_ARTICLE_
Other sensors target fault injection attacks, such as glitch detection circuits that monitor supply voltage and clock networks for abnormal fluctuations. A voltage-droop sensor, for instance, may consist of a reference voltage source and a fast comparator that triggers an alert if the voltage drops below a certain threshold. Voltage Glitch Detector IP blocks are now commercially available and can raise alarms when adversaries attempt to under-power or overclock the FPGA [5]. These systems may use dual comparators (positive and negative voltage spike detectors) along with latch logic to store the detection signal. Additionally, clock frequency monitors can identify attempts to manipulate clock timing by injecting extra pulses or unexpected slowdowns. Academia has proposed similar lightweight mechanisms for use in commodity FPGAs, such as distributed physically unclonable function (PUF) networks that can simultaneously serve as secure key storage and tamper detection systems [6]. Variants like SRAM PUFs and ring-oscillator PUFs can generate unique fingerprints and exhibit measurable drift under invasive or environmental stress.

3.2. Sensor Fusion

The combination of multiple signals for cross-validation improves the robustness of detection frameworks. Apostolos Fournaris et al. proposed a multi-parametric Trojan detection method that integrates power, timing, and thermal signals from distributed sensors to generate a composite health signature of the FPGA [7]. While single-parameter drift may fall within noise margins, correlated deviation across multiple parameters is a clear indication of malicious activity.

TrustGuard (2023) is a standalone monitoring framework that applies this principle by simultaneously analyzing power side-channel signals via on-chip ADCs and observing digital logic behavior. The collected data feeds into an anomaly detection engine. TrustGuard demonstrated over 90% malware detection accuracy in experimental settings by monitoring FPGA behavior across multiple runtime dimensions [8].

These results reinforce the idea that a robust on-chip sensor suits the foundation of any FPGA security health monitor. These sensors provide raw, high-fidelity data that higher-level detection systems—such as machine learning classifiers or rule-based engines—can use to infer and react to threats in real time.

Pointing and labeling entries
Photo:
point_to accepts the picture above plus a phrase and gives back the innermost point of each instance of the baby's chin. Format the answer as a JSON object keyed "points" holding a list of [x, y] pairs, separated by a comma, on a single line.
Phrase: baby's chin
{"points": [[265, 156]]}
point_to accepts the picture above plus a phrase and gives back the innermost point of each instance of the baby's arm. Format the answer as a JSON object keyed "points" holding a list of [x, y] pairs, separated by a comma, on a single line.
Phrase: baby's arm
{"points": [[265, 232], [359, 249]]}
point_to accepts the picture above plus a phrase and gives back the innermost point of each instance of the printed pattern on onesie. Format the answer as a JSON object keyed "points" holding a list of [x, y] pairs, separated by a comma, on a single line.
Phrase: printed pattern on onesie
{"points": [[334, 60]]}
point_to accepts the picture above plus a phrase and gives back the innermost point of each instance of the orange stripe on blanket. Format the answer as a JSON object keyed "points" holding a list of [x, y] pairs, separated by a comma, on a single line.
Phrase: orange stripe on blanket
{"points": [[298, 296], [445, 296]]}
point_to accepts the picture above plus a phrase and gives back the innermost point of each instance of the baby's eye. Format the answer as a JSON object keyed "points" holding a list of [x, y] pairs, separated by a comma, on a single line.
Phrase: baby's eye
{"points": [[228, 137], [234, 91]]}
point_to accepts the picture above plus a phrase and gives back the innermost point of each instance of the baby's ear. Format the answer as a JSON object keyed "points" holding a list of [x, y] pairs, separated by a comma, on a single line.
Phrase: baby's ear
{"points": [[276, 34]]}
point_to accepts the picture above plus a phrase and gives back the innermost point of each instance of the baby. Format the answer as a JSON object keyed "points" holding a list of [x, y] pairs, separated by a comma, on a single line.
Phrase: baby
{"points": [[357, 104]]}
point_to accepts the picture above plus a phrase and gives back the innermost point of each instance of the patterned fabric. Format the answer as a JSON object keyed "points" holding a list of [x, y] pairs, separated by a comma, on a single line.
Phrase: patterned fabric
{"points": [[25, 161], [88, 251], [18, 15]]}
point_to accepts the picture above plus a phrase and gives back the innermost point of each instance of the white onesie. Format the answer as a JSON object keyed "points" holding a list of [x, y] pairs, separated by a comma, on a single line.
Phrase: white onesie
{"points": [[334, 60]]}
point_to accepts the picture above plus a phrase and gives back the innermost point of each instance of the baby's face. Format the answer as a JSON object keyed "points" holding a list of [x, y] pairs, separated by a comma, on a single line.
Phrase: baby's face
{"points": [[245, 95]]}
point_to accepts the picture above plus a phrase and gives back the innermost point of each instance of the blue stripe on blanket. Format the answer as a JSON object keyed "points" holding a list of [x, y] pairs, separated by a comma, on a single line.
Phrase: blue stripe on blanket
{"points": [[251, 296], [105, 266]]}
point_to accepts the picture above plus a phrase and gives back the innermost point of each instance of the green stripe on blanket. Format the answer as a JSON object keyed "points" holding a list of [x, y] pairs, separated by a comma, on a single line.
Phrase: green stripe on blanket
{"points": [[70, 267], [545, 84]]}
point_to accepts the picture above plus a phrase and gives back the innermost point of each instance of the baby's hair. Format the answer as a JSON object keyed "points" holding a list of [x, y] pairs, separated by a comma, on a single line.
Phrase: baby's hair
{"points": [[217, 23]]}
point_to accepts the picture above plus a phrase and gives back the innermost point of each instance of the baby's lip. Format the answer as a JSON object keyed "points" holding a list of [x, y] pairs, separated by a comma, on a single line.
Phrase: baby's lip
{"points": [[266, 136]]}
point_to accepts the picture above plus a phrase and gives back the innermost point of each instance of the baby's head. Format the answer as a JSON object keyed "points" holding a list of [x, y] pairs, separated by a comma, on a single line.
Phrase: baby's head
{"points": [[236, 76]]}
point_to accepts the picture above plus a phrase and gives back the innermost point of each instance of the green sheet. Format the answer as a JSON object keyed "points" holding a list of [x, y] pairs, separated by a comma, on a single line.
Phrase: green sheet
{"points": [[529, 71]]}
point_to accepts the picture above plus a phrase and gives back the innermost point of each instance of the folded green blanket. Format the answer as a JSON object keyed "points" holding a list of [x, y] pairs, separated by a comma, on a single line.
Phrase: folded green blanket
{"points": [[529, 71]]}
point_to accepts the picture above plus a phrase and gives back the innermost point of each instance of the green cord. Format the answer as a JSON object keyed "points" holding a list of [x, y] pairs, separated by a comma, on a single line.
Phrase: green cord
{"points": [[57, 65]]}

_TASK LIST_
- a) Can you rewrite the entries from the line containing "the baby's lip." through the end of the entries as a two-column CSV with the headers instruction and response? Give one row per entry, put each field in double quotes, and replace any line breaks inside a field with spaces.
- b) Could you extend the article on FPGA security sensors, picking up right after its final sentence?

_RESULTS FOR THE EXERCISE_
- a)
instruction,response
"point_to accepts the picture above plus a phrase and gives back the innermost point of each instance of the baby's lip. Format the answer as a JSON object keyed ""points"" holding a list of [x, y] pairs, separated by a comma, on a single line. Phrase: baby's lip","{""points"": [[266, 136]]}"
"point_to accepts the picture above plus a phrase and gives back the innermost point of each instance of the baby's head. Format the answer as a JSON object keyed ""points"" holding a list of [x, y] pairs, separated by a comma, on a single line. Phrase: baby's head","{""points"": [[236, 76]]}"
"point_to accepts the picture above plus a phrase and gives back the innermost point of each instance of the green sheet. Format the answer as a JSON object keyed ""points"" holding a list of [x, y] pairs, separated by a comma, on a single line. Phrase: green sheet","{""points"": [[529, 71]]}"
"point_to accepts the picture above plus a phrase and gives back the innermost point of each instance of the folded green blanket. Format the answer as a JSON object keyed ""points"" holding a list of [x, y] pairs, separated by a comma, on a single line. Phrase: folded green blanket","{""points"": [[529, 71]]}"
"point_to accepts the picture above plus a phrase and gives back the innermost point of each instance of the green cord. Format the answer as a JSON object keyed ""points"" holding a list of [x, y] pairs, separated by a comma, on a single line. Phrase: green cord","{""points"": [[57, 65]]}"

- b)
4. Machine Learning for Runtime Anomaly Detection

Raw sensor data alone is insufficient for robust security health monitoring. A well-designed system must distinguish normal behavior from attack conditions, typically through a training dataset that helps define operational baselines. Machine learning (ML) has emerged as a critical tool in achieving this objective. FPGA runtime data—including power traces, timing metrics, and electromagnetic emissions—are often high-dimensional and context-dependent, which makes traditional rule-based anomaly detection ineffective. Consequently, researchers have turned to ML models that learn the normal behavior of an FPGA design and raise alerts when deviations suggest the presence of hardware Trojans or other threats [1,2]. A fundamental challenge in hardware security is the lack of labeled attack data, since it is infeasible to anticipate every possible Trojan or side-channel exploit. As a result, unsupervised learning and one-class classification methods are widely favored. One popular approach is the One-Class Support Vector Machine (OC-SVM), which only requires benign data during training and flags outliers during runtime. The SPECTRE framework, for example, leverages OC-SVMs to model the normal distribution of a known FPGA power profile. When runtime power or EM signals deviate from this learned distribution, the model flags an anomaly. This method proved more resilient to chip-to-chip process variation than template-based techniques and eliminated the need for a "golden" reference chip [3,4]. OC-SVM also adapts well to device-specific characteristics, making it ideal for field deployments where each FPGA may behave slightly differently due to manufacturing variation.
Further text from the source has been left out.